Object point labels:
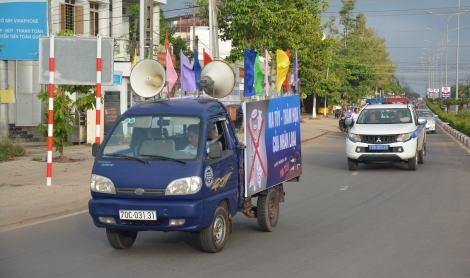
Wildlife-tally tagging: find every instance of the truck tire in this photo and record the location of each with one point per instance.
(352, 164)
(268, 211)
(214, 237)
(422, 154)
(121, 239)
(413, 162)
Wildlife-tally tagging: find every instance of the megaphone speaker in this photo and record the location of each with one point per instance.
(217, 79)
(148, 78)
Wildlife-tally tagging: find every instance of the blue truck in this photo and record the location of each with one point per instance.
(178, 165)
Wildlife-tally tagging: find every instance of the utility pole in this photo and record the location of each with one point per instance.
(4, 129)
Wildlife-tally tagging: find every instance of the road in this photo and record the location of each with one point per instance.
(381, 221)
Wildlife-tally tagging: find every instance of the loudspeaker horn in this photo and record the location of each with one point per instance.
(148, 78)
(217, 79)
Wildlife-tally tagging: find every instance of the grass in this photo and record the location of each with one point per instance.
(10, 150)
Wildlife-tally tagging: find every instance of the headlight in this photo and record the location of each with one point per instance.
(102, 184)
(184, 186)
(354, 137)
(404, 137)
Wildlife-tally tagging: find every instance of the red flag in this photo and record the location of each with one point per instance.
(207, 57)
(167, 42)
(286, 81)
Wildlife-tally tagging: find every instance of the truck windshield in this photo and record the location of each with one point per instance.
(384, 116)
(154, 137)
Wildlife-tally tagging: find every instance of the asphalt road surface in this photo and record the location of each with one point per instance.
(380, 221)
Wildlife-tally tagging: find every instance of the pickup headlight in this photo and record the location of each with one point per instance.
(405, 137)
(102, 184)
(354, 137)
(184, 186)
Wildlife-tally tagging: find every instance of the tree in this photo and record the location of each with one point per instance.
(364, 63)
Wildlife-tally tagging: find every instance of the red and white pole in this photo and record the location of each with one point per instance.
(98, 90)
(50, 116)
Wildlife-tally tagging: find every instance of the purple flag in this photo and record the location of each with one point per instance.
(249, 64)
(188, 79)
(197, 69)
(296, 72)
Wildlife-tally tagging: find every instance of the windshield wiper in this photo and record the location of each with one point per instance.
(126, 157)
(162, 157)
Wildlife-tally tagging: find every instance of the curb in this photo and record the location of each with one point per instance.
(457, 134)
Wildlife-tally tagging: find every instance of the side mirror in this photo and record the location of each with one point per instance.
(94, 148)
(422, 121)
(215, 150)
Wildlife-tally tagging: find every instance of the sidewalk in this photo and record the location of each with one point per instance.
(25, 198)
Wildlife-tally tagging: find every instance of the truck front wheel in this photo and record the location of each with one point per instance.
(121, 239)
(213, 238)
(268, 211)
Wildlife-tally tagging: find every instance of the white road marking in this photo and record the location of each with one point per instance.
(19, 225)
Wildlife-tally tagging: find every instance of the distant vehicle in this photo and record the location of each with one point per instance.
(387, 130)
(430, 117)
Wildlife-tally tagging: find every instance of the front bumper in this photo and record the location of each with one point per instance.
(191, 211)
(430, 127)
(398, 151)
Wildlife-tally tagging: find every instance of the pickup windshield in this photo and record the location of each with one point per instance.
(176, 138)
(384, 116)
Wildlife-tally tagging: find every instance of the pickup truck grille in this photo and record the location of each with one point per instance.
(146, 192)
(379, 139)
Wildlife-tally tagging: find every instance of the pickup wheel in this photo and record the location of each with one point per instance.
(413, 162)
(121, 239)
(268, 211)
(213, 238)
(352, 164)
(422, 154)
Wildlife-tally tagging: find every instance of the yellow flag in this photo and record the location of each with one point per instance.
(135, 57)
(282, 67)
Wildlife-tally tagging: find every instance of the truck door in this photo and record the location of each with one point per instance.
(220, 174)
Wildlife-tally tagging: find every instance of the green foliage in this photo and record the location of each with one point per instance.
(63, 120)
(9, 150)
(368, 66)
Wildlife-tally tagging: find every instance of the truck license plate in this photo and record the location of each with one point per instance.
(137, 215)
(378, 147)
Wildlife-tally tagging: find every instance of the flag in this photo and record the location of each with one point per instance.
(249, 64)
(135, 57)
(282, 67)
(207, 57)
(258, 76)
(188, 82)
(167, 43)
(197, 70)
(286, 81)
(296, 72)
(266, 74)
(171, 75)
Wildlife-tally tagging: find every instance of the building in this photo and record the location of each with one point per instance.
(20, 32)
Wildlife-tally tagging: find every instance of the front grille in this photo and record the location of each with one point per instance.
(147, 192)
(379, 139)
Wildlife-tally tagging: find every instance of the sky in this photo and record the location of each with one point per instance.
(420, 54)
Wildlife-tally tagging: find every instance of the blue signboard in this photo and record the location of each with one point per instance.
(21, 25)
(273, 153)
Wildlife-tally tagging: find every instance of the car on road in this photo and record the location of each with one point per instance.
(430, 118)
(387, 130)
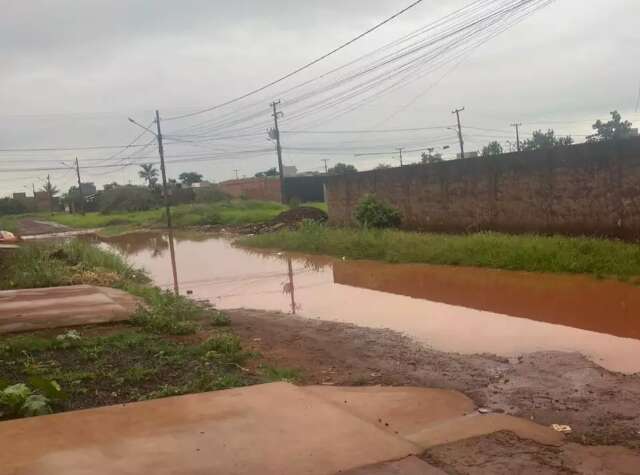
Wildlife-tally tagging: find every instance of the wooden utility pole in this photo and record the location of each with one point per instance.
(275, 134)
(457, 113)
(517, 126)
(167, 206)
(80, 187)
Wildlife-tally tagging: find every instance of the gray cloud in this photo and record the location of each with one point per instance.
(73, 71)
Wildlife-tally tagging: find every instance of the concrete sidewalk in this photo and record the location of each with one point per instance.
(33, 309)
(268, 429)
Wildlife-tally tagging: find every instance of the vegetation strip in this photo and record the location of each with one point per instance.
(534, 253)
(233, 212)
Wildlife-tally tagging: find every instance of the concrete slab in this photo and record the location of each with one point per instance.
(401, 410)
(268, 429)
(33, 309)
(408, 466)
(429, 417)
(476, 425)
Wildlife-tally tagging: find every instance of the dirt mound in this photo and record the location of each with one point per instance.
(297, 215)
(289, 219)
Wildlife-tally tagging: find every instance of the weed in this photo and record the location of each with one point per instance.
(375, 213)
(534, 253)
(273, 374)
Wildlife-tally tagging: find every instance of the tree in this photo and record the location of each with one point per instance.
(615, 129)
(545, 140)
(492, 148)
(273, 171)
(149, 173)
(51, 192)
(342, 169)
(189, 178)
(430, 157)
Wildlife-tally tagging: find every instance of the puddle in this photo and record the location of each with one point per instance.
(463, 310)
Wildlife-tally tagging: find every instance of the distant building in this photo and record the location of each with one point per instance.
(201, 184)
(88, 188)
(290, 171)
(469, 155)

### TASK DETAILS:
Starting at the line containing "the distant building" and ending at the end of the entries, rewrite those lines with "record" switched to "mark", leaving everything else unchanged.

### TASK RESULT:
Wildlife-tally tagging: find every instance of the distant building in this photo and mark the location of each with one point per instance.
(201, 184)
(88, 188)
(290, 171)
(469, 155)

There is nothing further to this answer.